**YOUR INSTRUCTIONS**
State how many lines in the items below contain the word "returned", with case counting, and reply with only that number.

**TASK MATERIAL**
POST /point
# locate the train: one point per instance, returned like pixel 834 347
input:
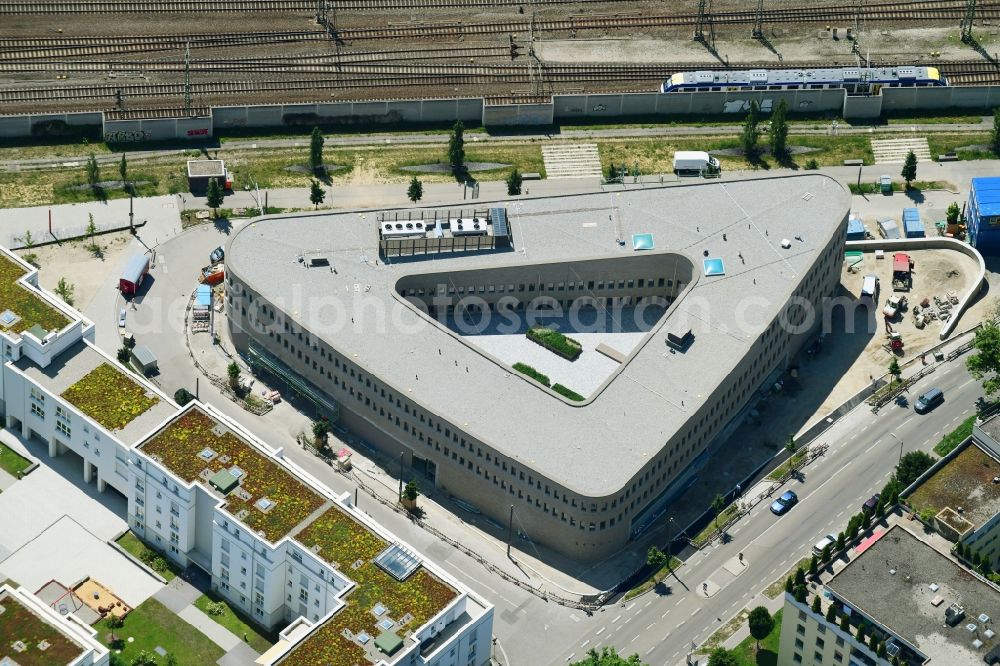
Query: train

* * *

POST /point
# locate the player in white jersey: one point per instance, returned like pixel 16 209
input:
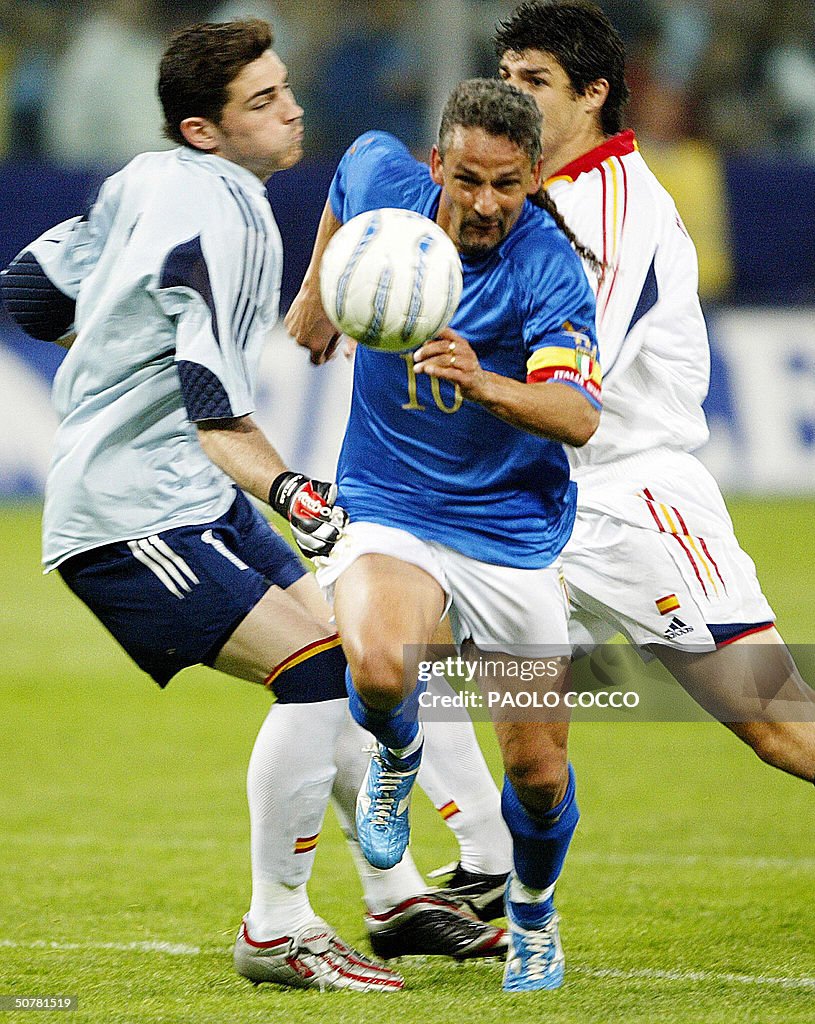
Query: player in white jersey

**ANSWER TO THIS TASK**
2